**ACTIVITY:** Line by line, retype the material below exactly, from its first line up to and including the one holding "job | pin one point per instance of the log cabin".
- Opening Delimiter -
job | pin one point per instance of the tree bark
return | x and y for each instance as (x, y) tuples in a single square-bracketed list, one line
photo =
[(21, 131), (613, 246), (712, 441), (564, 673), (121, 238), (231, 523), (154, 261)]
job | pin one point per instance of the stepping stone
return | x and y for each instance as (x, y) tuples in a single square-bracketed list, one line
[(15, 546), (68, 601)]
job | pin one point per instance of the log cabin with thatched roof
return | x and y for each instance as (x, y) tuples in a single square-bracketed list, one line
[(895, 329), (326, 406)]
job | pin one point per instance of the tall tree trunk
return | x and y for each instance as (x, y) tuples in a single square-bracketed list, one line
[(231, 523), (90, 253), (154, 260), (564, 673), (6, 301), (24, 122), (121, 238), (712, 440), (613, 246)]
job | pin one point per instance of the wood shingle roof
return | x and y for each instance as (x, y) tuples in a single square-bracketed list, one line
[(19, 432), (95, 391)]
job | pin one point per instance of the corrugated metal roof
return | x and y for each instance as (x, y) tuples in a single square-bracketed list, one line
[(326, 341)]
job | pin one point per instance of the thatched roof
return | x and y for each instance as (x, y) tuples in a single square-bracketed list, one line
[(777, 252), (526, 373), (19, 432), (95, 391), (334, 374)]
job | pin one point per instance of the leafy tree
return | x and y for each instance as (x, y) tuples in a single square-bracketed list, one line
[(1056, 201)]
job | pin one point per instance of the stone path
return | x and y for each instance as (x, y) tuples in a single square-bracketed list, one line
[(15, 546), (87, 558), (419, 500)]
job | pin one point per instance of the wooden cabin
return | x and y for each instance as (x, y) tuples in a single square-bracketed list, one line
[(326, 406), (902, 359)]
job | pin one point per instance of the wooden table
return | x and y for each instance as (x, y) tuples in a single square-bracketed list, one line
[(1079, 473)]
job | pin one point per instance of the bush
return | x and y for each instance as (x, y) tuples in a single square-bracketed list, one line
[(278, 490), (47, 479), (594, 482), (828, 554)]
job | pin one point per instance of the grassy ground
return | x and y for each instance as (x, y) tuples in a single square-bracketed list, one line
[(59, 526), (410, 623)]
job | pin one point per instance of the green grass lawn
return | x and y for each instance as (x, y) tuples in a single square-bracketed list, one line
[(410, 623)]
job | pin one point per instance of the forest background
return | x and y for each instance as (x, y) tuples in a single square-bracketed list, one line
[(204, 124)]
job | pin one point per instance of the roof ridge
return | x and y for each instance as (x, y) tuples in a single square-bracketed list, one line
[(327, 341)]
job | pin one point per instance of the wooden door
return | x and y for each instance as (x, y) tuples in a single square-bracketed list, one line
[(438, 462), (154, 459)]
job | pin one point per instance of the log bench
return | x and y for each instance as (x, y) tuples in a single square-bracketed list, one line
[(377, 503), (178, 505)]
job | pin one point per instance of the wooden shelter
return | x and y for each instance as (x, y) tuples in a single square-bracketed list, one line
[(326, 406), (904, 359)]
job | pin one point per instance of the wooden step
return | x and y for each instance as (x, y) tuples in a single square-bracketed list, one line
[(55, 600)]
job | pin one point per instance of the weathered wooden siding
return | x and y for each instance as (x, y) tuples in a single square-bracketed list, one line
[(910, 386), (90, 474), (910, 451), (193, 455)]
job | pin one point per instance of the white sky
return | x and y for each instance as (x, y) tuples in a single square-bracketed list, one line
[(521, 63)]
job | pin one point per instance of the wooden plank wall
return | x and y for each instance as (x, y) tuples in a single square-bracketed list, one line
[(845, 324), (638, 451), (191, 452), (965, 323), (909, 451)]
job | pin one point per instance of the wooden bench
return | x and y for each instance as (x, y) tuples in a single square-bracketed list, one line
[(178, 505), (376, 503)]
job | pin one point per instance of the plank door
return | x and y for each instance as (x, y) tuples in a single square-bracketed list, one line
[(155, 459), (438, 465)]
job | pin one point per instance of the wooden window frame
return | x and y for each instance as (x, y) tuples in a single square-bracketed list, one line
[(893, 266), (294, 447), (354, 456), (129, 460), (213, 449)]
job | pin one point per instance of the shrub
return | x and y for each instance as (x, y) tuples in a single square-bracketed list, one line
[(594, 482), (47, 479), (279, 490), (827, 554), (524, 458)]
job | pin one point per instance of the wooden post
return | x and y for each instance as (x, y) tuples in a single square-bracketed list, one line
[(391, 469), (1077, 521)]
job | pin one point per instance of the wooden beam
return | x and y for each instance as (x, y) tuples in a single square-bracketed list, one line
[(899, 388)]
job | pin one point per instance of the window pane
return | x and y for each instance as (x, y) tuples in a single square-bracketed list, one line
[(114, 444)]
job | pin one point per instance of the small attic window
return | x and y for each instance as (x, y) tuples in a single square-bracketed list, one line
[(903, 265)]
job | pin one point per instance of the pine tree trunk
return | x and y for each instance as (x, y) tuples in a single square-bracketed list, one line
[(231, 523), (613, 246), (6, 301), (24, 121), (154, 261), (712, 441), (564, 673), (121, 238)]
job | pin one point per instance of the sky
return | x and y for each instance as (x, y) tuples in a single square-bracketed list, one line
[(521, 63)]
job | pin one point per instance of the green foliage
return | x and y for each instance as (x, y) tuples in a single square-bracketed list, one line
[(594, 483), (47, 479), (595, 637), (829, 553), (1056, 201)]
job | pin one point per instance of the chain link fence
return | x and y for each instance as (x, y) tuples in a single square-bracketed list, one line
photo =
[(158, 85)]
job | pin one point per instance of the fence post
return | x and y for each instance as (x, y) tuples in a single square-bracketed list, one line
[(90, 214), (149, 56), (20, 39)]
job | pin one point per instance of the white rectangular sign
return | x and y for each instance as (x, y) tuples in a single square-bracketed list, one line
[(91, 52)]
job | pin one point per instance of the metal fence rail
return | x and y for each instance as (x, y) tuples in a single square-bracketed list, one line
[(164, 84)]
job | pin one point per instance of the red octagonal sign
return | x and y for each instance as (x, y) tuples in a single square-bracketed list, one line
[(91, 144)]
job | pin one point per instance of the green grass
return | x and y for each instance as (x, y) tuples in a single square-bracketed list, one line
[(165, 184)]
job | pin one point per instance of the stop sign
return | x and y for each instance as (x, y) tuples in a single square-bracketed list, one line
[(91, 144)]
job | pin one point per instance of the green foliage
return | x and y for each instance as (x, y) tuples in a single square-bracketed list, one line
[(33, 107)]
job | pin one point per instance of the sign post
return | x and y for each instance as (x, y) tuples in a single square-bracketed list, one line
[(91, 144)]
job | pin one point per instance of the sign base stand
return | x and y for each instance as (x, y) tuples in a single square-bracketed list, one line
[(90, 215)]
- Closing Delimiter -
**EXERCISE RESPONSE:**
job | pin one point per instance of the tree bark
return | x and y for each instance as (x, y) tuples in a single square-bracketed list, one line
photo =
[(21, 131), (613, 246), (712, 441), (564, 673), (121, 238), (231, 523), (154, 261)]
job | pin one point per instance of the stepping stone
return | x and y for each instance as (x, y) tuples in a single square-bracketed list, one line
[(15, 546), (68, 601)]
job | pin one point per instance of the log cabin with thatched roof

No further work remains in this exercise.